▶ _Records supplied_
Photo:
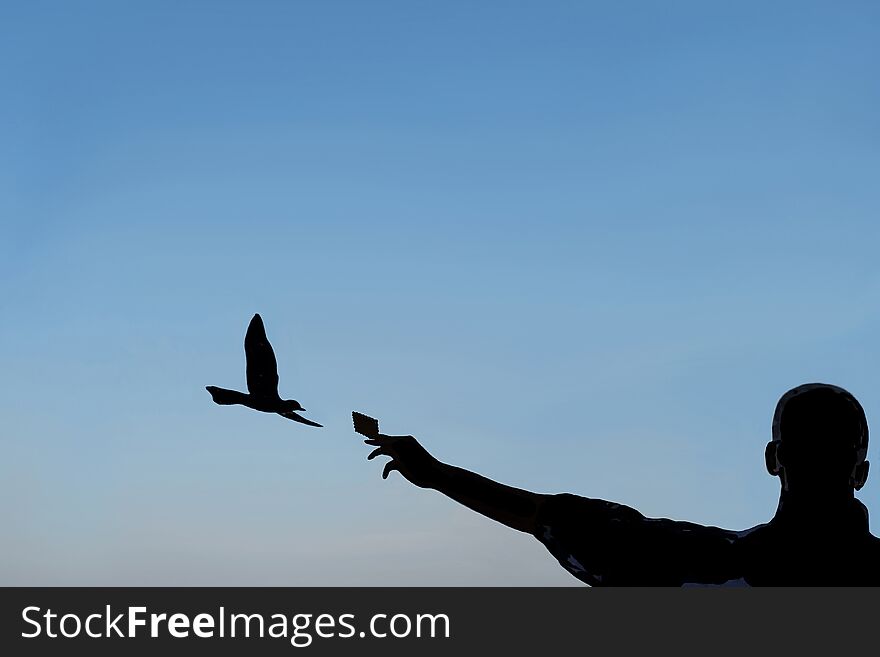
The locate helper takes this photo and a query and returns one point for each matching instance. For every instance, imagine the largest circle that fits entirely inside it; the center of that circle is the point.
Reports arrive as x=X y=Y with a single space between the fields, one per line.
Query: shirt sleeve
x=607 y=544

▶ _Problem statement_
From the line containing "The locate helper" down to the last line of the records above, print every line exactly, with both ends kept.

▶ _Answer section_
The locate helper takes this photo and a query and returns one point for each matching instance. For every instance, imagine the largest circle that fits entirely inside it; the center of that circle is the point.
Reports arrive as x=X y=Y with a single space between the fields, one per line.
Query: shirt sleeve
x=607 y=544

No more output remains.